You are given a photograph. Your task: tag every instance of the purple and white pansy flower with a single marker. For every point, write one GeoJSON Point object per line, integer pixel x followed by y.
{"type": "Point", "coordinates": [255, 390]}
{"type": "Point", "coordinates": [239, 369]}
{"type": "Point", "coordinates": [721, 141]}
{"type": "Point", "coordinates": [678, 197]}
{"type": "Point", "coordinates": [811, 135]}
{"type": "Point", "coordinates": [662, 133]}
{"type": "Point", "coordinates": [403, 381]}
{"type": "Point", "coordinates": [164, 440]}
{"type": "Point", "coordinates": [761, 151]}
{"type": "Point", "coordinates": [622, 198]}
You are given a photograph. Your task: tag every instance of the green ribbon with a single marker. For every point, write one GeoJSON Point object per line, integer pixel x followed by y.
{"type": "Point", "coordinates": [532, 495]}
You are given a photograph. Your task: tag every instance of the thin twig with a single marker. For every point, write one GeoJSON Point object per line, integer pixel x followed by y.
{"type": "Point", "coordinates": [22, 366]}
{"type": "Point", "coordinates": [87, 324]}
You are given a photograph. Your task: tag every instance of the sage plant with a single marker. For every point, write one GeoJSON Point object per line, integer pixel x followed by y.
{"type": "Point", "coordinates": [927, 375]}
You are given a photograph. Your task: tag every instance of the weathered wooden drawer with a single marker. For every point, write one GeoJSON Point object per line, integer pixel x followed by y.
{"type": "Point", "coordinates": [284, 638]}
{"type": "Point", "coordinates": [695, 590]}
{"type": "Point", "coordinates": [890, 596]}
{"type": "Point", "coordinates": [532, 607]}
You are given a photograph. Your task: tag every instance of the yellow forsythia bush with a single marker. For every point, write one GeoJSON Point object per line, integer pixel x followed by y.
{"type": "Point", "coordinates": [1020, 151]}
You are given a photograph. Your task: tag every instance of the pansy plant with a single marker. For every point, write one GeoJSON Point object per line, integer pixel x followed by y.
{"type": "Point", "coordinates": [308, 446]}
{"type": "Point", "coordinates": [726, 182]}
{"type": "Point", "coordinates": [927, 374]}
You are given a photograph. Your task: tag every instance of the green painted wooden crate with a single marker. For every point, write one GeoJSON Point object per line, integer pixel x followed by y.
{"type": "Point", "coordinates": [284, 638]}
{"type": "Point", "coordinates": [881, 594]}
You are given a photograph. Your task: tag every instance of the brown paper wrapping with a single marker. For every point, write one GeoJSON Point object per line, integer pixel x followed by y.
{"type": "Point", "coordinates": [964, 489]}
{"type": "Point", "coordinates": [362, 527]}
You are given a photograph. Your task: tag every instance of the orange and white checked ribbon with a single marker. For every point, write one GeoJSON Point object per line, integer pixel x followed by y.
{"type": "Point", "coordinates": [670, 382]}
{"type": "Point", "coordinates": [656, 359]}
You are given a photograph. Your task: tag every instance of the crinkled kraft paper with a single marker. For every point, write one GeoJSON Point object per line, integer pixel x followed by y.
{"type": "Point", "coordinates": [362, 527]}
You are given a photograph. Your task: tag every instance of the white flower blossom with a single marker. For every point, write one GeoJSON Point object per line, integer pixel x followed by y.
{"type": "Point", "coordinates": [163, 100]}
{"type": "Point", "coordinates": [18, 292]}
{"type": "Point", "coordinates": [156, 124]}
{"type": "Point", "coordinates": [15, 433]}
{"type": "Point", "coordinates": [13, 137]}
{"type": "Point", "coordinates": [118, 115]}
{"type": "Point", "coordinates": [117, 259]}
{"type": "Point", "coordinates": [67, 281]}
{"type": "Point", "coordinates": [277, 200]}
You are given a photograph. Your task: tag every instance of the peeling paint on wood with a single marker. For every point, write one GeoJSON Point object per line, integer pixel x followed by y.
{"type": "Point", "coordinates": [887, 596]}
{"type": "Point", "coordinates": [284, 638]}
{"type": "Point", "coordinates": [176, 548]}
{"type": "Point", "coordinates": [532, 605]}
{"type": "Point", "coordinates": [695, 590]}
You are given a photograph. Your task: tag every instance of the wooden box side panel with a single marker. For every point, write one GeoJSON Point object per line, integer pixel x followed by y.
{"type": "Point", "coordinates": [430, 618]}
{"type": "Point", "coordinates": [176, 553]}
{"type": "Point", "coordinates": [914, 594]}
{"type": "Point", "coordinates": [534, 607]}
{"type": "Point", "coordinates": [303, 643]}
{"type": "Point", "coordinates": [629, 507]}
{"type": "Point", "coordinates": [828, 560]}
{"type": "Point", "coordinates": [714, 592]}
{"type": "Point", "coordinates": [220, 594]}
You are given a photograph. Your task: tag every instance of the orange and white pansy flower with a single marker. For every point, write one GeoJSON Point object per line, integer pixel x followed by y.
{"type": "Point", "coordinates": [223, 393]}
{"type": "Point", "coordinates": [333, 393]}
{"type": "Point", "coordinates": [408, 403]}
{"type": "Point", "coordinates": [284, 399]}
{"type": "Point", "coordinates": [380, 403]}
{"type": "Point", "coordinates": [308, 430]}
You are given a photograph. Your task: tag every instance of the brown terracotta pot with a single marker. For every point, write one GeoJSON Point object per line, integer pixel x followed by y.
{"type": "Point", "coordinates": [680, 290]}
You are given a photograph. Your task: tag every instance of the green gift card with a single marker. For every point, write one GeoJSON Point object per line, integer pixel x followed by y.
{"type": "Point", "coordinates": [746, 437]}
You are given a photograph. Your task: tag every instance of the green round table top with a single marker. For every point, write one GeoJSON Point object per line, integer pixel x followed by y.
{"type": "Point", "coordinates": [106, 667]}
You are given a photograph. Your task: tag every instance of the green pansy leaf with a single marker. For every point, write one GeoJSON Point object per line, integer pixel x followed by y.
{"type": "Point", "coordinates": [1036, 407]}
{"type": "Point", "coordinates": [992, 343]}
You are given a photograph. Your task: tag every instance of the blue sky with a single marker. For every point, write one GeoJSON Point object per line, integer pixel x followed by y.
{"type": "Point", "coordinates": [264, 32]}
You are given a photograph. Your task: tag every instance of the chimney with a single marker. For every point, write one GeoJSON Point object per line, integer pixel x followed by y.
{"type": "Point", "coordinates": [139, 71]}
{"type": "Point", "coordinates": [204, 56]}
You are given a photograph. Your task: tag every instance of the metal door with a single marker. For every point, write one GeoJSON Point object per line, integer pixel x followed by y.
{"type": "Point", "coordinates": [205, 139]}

☆ ☆ ☆ ☆

Transcribe exactly the line containing "the green gift" and all remaining lines of the material, ending with the last one.

→ Exercise answer:
You are given a photograph. Your task: tag every instance of the green gift card with a single marker. For every point, write one GeoJSON Point object per line, integer pixel x followed by y.
{"type": "Point", "coordinates": [746, 437]}
You are given a photograph. Your task: tag every instance of the green round table top with a single marker. For every point, write one GeoJSON Point object per line, integer pixel x followed by y.
{"type": "Point", "coordinates": [106, 667]}
You are given a photograph. Your task: tag every instance of the green pansy leaf with a single marker. For every point, write one GeoJSON Point object per line, integer pixel x followed by y.
{"type": "Point", "coordinates": [1036, 407]}
{"type": "Point", "coordinates": [992, 343]}
You are given a photograph. Your task: tag every instance of the blue sky with a single marker. For every point, write one GeoJSON Point object per line, integer pixel x followed by y.
{"type": "Point", "coordinates": [264, 32]}
You are given a photograph. Your task: tag every instance of the chimney with a single marker. For every point, write one GeoJSON Point object per line, integer pixel x followed by y.
{"type": "Point", "coordinates": [139, 71]}
{"type": "Point", "coordinates": [204, 56]}
You are given a photograph. Your task: tag every instance of the metal door with a single marker. For every point, write one GeoJSON Point object per line, integer pixel x followed by y.
{"type": "Point", "coordinates": [205, 139]}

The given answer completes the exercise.